(begin)

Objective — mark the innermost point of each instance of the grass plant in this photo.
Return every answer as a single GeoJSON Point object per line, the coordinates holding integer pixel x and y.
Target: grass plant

(end)
(begin)

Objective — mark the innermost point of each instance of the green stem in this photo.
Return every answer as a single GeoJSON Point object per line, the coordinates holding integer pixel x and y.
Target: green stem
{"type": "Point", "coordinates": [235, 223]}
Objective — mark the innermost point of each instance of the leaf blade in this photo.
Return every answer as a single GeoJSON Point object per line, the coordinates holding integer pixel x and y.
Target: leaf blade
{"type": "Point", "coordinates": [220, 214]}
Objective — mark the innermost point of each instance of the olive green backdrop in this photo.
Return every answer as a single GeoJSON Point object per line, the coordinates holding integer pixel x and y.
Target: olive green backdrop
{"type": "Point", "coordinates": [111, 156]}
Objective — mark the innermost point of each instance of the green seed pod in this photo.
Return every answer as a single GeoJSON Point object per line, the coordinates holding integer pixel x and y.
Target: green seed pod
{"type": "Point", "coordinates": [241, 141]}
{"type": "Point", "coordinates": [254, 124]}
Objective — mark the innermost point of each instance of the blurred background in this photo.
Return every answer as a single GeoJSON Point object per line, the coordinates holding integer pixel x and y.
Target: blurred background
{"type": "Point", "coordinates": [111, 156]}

(end)
(begin)

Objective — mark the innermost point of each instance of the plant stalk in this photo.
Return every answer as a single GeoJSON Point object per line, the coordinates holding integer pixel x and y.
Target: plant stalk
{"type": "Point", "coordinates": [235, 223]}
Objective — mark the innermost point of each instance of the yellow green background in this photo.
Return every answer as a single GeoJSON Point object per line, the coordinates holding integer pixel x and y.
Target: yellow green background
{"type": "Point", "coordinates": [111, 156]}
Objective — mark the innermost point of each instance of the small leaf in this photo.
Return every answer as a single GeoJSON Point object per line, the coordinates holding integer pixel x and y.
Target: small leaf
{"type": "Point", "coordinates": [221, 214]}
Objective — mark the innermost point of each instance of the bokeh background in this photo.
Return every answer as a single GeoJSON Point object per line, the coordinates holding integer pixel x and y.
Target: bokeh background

(end)

* [Exercise description] Recast the records from the line with "bokeh background in this photo." to the line with "Target: bokeh background", both included, as a Markdown table with the columns No. and Line. Number each row and leave out blank lines.

* [Full solution]
| No. | Line |
|---|---|
| 1 | Objective — mark the innermost point of each instance of the bokeh background in this photo. |
| 2 | Return every answer as a single GeoJSON Point object per line, the coordinates holding integer pixel x and y. |
| 3 | Target: bokeh background |